Visiting care homes

From Monday 16th August 2021, government guidance on care home visiting has changed. This guidance should be followed at all times – even if the resident you are visiting has been vaccinated. Read the full guidance on GOV.UK

Who can visit?

Every resident can have named visitors who will be able to enter the care home for regular visits. There is no limit on the number of named visitors that a single resident can have and no nationally set limit on the number who can visit in a single day. 

However, care home managers are best placed to develop their own policies, in consultation with residents and their relatives, to ensure that visits described in the national guidance can be provided in the best way, taking into account the physical space and facilities in the home.

Every resident can choose to nominate an essential care giver who may visit the home to attend to essential care needs, even during an outbreak. Further details around the management and support of care giver visits are available in the GOV.UK guidance.

-*-

## What the exercise asks
Please list every role or group of people that the care home visiting guidance mentions.

-*-

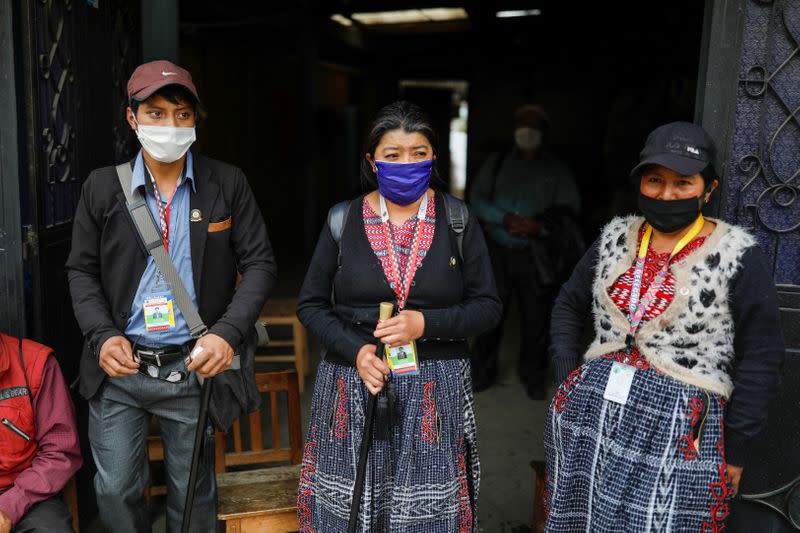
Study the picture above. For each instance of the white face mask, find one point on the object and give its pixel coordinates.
(528, 139)
(165, 143)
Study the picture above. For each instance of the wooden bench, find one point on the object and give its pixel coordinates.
(259, 500)
(264, 499)
(281, 312)
(274, 501)
(269, 383)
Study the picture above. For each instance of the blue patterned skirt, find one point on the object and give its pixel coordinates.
(654, 464)
(422, 479)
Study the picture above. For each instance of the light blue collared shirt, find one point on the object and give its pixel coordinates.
(179, 250)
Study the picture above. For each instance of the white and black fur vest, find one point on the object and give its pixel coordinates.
(692, 340)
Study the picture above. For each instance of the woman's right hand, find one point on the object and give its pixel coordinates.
(372, 369)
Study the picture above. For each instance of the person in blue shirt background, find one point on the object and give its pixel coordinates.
(526, 199)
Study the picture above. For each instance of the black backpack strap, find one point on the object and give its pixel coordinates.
(337, 218)
(457, 218)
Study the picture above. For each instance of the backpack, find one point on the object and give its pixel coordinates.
(457, 217)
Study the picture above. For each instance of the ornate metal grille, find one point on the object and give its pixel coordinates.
(765, 162)
(57, 109)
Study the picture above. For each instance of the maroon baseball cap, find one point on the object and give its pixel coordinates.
(150, 77)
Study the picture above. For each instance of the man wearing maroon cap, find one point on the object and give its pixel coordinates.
(135, 333)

-*-

## Solution for this exercise
- Residents
- Named visitors
- Care home managers
- Residents' relatives
- Essential care givers